It was one of the great thefts that I have ever witnessed in my 25 years of participating in the parades of Sapucaí. [Sapucaí = the location of the Grupo Especial parades]

I want to thank everybody for the innumerable emails of support that I received in the past few days. This ala has always been a circle of very dear friends. Thanks to [list of names...] and many others who wrote offering support and best wishes for our parade.

Bit by bit, this week, I'll be sending out the photos of our parade. They came out very well... I think you'll like them. There are also photos online. [...]

In this moment of profound sadness and disappointment I can only thank all of you for your dedication and for the help that you have given to the ala.

The people of the back line were perfect - thanks Bernardo, Lenita, Samagaio, Sylvia, Miriam, Ivo, Katya.

I was very glad to get to meet Alex and Carlos, what great guys! The folks of Omar, Claudia, Omara and Marcia, also were just wonderful - thanks for your presence and your dedication. Others new for 2009 were Marcos and Gabriela, it was wonderful to meet you this year, I hope you had a great time! [more thanks to specific people snipped]

I agree very much in the analysis of my friends [names...], much more skillful with words than I am, and therefore I asked them for permission to append below their thoughts on the robbery of 2009.

hugs
vitor


******************
[first appended email - name removed]

When Imperio Serrano fell to Grupo A in 2007, it deserved the fall. This year, much to the contrary, Imperio had a wonderful parade - lovely, happy and animated. It was, without doubt, the escola that most engaged the public (if not the only escola to do so) - and it became victim of a robbery. A terrible robbery, practiced by the celebrated criminals who run the Rio Carnaval. But the crime is only the latest in a long string.

** Listed records **
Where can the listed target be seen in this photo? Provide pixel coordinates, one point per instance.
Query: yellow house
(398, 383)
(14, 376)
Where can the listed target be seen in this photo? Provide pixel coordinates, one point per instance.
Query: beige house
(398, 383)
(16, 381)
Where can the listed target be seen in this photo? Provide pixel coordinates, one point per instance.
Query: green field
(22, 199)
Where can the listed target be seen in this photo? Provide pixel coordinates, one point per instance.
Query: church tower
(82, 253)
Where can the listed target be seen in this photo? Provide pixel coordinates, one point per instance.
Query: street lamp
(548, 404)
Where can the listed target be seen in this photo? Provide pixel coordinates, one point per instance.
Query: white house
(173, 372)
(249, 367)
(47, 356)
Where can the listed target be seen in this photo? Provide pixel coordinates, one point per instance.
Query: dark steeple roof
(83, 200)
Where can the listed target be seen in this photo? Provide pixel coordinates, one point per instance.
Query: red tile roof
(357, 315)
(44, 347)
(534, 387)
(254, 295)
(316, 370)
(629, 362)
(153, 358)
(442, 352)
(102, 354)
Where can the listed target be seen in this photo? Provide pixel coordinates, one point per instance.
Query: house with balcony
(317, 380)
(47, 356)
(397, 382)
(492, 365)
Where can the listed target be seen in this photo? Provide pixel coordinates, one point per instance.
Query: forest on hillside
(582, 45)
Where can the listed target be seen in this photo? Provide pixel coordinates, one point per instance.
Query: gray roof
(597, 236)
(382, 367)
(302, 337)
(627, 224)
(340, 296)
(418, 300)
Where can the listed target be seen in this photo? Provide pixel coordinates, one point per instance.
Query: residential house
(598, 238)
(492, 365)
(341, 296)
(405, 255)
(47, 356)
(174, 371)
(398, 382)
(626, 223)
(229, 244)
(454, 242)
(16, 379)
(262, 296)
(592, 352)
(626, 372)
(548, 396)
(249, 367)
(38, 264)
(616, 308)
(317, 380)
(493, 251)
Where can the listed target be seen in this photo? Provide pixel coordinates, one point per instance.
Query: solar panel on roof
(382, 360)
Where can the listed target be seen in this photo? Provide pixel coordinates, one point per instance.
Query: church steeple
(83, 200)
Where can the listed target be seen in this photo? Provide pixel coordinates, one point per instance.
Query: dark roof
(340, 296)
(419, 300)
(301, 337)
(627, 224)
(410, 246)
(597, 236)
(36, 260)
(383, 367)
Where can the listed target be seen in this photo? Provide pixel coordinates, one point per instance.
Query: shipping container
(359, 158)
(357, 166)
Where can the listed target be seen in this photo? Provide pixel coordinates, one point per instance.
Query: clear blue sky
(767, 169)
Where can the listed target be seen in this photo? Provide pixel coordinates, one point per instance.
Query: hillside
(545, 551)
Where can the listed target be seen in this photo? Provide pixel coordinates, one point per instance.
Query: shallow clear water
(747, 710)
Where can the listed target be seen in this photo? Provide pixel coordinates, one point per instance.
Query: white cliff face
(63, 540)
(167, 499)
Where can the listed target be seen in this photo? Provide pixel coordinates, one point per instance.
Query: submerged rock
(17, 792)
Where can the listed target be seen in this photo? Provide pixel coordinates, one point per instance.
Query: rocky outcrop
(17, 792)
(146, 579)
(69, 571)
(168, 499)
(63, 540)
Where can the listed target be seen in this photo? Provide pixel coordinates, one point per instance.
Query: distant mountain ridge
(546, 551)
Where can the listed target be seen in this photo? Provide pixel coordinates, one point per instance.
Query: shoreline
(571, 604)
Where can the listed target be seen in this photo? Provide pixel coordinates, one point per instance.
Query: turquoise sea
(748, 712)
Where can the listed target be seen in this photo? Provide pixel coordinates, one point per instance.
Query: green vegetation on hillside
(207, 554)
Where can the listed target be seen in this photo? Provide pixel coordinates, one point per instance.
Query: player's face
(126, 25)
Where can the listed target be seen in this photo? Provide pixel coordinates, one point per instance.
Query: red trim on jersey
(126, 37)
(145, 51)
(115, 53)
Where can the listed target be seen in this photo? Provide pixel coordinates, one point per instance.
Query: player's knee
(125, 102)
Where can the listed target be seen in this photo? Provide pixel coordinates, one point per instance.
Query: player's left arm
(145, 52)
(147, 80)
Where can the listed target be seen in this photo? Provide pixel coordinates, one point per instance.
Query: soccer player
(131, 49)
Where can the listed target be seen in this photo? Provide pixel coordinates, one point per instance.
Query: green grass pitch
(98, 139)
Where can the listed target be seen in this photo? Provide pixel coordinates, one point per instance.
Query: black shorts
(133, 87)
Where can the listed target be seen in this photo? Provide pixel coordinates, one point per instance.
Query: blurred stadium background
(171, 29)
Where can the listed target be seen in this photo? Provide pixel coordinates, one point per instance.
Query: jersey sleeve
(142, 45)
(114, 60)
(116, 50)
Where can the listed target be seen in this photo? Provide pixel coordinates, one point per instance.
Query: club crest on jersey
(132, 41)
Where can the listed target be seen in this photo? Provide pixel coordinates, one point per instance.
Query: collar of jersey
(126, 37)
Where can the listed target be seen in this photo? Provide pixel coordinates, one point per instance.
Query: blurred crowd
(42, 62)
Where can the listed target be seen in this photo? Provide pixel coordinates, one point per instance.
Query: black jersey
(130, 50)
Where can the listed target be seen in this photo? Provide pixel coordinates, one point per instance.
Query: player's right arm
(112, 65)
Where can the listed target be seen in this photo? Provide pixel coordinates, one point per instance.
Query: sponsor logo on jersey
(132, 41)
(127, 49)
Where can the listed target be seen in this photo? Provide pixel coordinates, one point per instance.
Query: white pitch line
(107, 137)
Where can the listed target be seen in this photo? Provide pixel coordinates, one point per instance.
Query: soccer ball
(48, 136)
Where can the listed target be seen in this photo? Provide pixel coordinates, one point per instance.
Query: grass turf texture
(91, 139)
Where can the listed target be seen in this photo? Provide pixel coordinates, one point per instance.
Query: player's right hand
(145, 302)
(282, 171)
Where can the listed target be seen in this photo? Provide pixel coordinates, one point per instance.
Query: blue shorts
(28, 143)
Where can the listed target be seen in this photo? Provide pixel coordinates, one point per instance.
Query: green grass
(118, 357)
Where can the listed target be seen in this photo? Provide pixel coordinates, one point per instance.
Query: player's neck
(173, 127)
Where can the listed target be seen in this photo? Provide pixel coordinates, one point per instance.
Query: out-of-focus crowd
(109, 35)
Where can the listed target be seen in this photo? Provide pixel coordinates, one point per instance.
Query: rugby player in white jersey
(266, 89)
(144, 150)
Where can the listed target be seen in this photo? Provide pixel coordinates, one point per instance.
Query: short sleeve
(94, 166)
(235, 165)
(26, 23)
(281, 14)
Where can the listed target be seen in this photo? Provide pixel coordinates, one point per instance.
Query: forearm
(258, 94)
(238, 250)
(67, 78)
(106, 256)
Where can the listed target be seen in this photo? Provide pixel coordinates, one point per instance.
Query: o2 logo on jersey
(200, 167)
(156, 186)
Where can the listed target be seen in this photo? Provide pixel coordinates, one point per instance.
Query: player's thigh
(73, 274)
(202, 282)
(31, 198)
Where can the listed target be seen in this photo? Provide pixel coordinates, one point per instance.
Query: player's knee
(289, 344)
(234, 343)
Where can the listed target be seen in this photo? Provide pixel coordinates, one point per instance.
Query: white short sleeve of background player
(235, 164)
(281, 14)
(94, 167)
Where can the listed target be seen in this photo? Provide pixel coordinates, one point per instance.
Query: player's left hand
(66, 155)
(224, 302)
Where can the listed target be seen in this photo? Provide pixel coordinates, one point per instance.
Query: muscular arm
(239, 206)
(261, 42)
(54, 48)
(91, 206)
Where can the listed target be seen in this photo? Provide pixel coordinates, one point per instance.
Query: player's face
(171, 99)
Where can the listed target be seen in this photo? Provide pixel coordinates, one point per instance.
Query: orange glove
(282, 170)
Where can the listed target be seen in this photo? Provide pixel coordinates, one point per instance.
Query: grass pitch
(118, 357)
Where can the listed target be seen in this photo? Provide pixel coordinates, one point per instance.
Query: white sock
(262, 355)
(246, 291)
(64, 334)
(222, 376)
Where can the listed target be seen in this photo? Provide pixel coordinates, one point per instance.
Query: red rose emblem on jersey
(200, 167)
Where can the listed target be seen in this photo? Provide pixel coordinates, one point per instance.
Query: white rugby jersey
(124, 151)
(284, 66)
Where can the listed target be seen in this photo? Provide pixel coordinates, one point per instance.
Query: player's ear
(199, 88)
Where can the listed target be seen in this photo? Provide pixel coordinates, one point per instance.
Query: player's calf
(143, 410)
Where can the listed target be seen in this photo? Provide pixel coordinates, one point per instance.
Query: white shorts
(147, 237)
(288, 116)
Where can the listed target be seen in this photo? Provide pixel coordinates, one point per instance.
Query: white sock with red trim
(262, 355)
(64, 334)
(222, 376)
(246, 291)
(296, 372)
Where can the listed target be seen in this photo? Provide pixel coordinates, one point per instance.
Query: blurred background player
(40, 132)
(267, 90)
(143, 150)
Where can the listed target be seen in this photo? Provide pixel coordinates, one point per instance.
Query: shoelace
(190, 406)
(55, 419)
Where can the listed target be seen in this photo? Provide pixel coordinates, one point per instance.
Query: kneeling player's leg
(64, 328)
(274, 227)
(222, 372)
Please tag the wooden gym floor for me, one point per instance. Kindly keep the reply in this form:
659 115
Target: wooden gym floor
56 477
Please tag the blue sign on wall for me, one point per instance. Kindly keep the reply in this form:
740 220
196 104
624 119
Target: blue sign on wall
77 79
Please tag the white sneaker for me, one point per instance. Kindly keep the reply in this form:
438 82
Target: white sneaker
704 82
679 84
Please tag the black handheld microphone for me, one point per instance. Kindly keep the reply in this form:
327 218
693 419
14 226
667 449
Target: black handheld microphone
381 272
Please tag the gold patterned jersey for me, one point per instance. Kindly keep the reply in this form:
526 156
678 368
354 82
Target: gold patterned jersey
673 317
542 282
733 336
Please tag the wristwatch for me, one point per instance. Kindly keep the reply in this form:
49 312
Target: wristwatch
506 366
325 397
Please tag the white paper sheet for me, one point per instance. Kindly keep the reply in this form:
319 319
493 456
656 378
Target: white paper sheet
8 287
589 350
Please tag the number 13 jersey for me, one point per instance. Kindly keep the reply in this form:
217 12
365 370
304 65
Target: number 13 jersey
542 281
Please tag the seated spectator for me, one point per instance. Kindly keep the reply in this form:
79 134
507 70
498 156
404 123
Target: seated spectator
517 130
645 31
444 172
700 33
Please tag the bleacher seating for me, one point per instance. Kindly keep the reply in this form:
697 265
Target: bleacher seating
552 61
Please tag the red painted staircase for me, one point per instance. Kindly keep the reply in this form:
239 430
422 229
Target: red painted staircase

** Questions **
a - Please copy the Carnaval parade message word for word, from "In this moment" to "Miriam, Ivo, Katya.".
b - Carry the Carnaval parade message forward from its last sentence.

** Responses in order **
a -
In this moment of profound sadness and disappointment I can only thank all of you for your dedication and for the help that you have given to the ala.

The people of the back line were perfect - thanks Bernardo, Lenita, Samagaio, Sylvia, Miriam, Ivo, Katya.

b -
Imperio was one of the best escolas of 2009, according to the spectators of TV Globo, the listeners of Radio Tupo, and the critics on the site Carnavalesco. In the newspapers, the parade was unanimously praised, especially in light of the fact that the escola had managed to put on a good carnaval despite its financial condition. Example: Instead of presenting immense but defective floats, as did Mangueira (the inclusion of Mangueira in the champions is a joke), Imperio brought to the avenue smaller but perfectly constructed floats, and - even more important - floats that made sense in terms of the parade's theme (which did not occur in the majority of parades - the case of Mocidade being the most flagrant).

I won't bother commenting on the faults of the mediocre and unprepared (corrupt?) judges of Liesa. If Carnaval continues in the hands of this current set of thieves, the movie will play over and over: the escola that rises to Grupo Especial, falls again the following year, even if it is better than all the others. [note from KH: This has happened every Carnaval that I've seen, the only exception in the last decade being the very curious case of Vila Isabel, which benefited from a very curious change in the rules that only occurred in the year that Vila rose to Grupo Especial -and then the rules were changed back.]

There are untouchable escolas.

This happens occurs right under the noses of a public power that is saddled with a subservient press - the majority of journalists who were covering the event were not in the least bothered by swapping their critical conscience for an offering of cheese balls, a plate of sushi and a few shots of whiskey.

****
2nd email (name removed)

I saw all the parades with an open mind and I can say truly: only 4 escolas-de-samba had better parades than Imperio SErrano in 2009 - and they placed in the first four places, including Portela.

Imperio was robbed; hit by the gang of bandits that runs the carnaval of Rio de Janeiro.

What happened yesterday (Ash Wednesday) was, unequivocally, was not just the absolute rejection of the type of carnaval practiced by Imperio [an honest carnaval], but in fact the absolute opposite of carnaval. The negation of it.

It is hard, for anyone who took part in this parade, for anyone who was there, for anyone who felt their heart swell and who believed so much, for anyone who felt the reaction of the public in the stands, for anyone who saw the tears runing down the faces of the ladies, it's hard to take - to understand - this death - this assassination.

I would like, sincerely, to say "enough", that I'm tired, that I am done with escolas de samba, that from here on it will just be a memory. But no. I still believe. I don't really know in what; I don't know how; but I still believe. I believe very much in the force of Imperio Serrano - I need Imperio Serrano.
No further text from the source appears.